:: TEXT SECTION ::

OEP-41: Asynchronous Server Event Messaging

I have recently done some work on a pull request for OEP-41: Asynchronous Server Event Messaging. It’s incomplete, but there is enough there that I would appreciate early feedback from any brave souls who are interested in the topic.

What is it?

This OEP describes the conventions Open edX should use for asynchronous event messaging across services. These events would be emitted when a service has taken some action to data that it owns, and that other services would be interested in. This could be a course publish, a user enrollment, updates to catalog metadata, etc.

What is it NOT?

This OEP does not cover:

  • Remote Prodecure Calls, i.e. using messaging to send commands to other
    services. Events in this document are the services broadcasting, “Here is what
    I just did!” to interested parties, not “Please do this thing for me!”
  • Real-time streaming of student learning events to external platforms, as
    detailed in OEP-26, though it is possible that
    the implementation of OEP-26 might build on the infrastructure outlined in
    this document.
  • Browser level notifications and event streaming along the lines of
    Server-Sent-Events, GraphQL subscriptions, or frameworks built on top of
    WebSocket. The interactions here are strictly server to server interactions
    between services serving the same site. Again, it is entirely possible that
    an implementation of browser level notifications would be built on top of the
    infrastructure outlined here.

Why now?

Open edX services already use Django signals for subscribing to events within the same service, but we have no accepted recommendation for how to do something similar across service boundaries. As the number of services in Open edX has grown, the various ad hoc synchronization and communication methods we’ve implemented over the years have caused numerous operational and performance problems (particularly around catalog data). At the same time, recent discussions around Domain Driven Design and data replication have given us a better framing for the kind of relationship we want to have between various services. There has also been a strong desire for a properly documented set of integration APIs that would allow Open edX to better interoperate with other applications in the ecosystem.

There is an opportunity to bring all these elements together and create a solid foundation for simple, reliable, well documented, near real-time cross-service message passing. But without some planning and design work, we may end up in an even more chaotic place where each pairing of services uses different conventions for this kind of communication.

Okay, but why is this being posted right now, at 2:30AM your local time on a weeknight?

Due to recent world events, edX is seeing a surge in usage. I’m am glad that we can provide a useful service for our students during these times, but this recent increase in traffic has also stressed our software and caused a number of performance related issues. Some of my colleagues and I have spent a good chunk of the past few weeks frantically tracking these issues down and squashing them, so that edx.org can continue to stay up and serve our learners. (Side note: Juniper should noticeably reduce database load, for you folks that run at scale and closely monitor that sort of thing.)

One of the worst offenders in terms of performance is the ad hoc way in which we synchronize some types of data across our services, particularly between course-discovery and edx-platform. We are always reaching for a message-queued based solution when one of these problems arise, but abandoning the idea because we have no infrastructure or established patterns there. So instead of sending single events through a message queue, we end up just tacking on one more thing to some periodically running cron job or other, which I can then bitterly stare at in my New Relic graphs as a saw-tooth of despair cutting through my response time and load graphs. Thousands of requests, sparking off every N minutes and naively querying everything because we don’t know what’s changed.

:::
:: LISTING ::

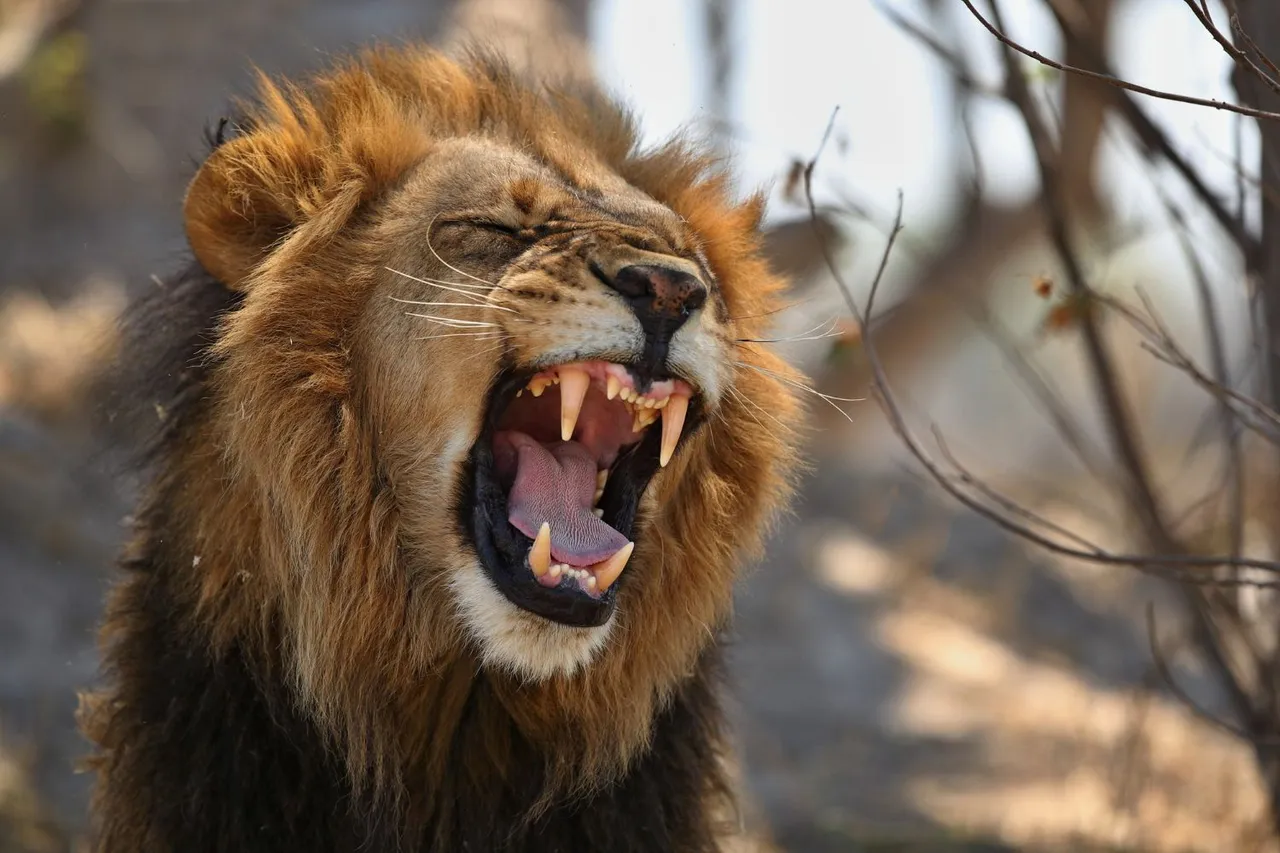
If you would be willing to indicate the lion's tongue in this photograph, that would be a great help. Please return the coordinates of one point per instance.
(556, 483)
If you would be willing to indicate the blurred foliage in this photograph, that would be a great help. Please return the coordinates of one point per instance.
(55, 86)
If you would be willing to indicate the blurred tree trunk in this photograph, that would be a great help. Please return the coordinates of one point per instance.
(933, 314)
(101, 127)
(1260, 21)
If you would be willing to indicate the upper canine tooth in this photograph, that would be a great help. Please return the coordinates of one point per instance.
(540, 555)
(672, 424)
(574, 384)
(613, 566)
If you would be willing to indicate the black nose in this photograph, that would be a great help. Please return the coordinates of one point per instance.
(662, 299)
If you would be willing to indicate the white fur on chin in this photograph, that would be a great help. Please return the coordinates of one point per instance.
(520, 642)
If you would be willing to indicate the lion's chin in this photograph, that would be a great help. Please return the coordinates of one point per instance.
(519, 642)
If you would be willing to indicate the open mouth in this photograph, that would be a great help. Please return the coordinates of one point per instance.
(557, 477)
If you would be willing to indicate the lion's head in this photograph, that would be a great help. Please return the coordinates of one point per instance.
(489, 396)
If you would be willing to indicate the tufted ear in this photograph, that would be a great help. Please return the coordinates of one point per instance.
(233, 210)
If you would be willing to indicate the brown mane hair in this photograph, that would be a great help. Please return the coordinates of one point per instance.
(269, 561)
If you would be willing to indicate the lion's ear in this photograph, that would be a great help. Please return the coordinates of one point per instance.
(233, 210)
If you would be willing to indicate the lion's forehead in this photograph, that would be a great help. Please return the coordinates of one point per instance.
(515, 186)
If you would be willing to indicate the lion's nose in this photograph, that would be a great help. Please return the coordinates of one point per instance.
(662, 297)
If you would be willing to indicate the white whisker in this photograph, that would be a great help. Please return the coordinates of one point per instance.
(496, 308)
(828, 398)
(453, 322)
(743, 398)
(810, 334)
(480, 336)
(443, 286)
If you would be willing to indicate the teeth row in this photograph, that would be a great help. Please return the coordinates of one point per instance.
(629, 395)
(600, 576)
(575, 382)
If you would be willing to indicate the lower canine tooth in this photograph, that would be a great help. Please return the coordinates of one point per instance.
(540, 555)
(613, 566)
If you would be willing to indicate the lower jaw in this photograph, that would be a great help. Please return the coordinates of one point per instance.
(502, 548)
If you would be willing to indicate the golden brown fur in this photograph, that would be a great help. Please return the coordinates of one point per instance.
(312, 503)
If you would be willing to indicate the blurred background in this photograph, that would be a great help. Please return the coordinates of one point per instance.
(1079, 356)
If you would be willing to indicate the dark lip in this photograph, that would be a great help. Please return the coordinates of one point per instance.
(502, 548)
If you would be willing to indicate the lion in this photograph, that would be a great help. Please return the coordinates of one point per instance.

:::

**PROBLEMS**
1. Extract verbatim the part of the OEP-41 post that opens with the words containing "What is it?" and closes with "What is it NOT?".
2. Find each line of the records that holds the word "canine", and copy every such line in full.

**SOLUTIONS FOR EACH TASK**
1.
What is it?

This OEP describes the conventions Open edX should use for asynchronous event messaging across services. These events would be emitted when a service has taken some action to data that it owns, and that other services would be interested in. This could be a course publish, a user enrollment, updates to catalog metadata, etc.

What is it NOT?

2.
If you would be willing to indicate the upper canine tooth in this photograph, that would be a great help. Please return the coordinates of one point per instance.
If you would be willing to indicate the lower canine tooth in this photograph, that would be a great help. Please return the coordinates of one point per instance.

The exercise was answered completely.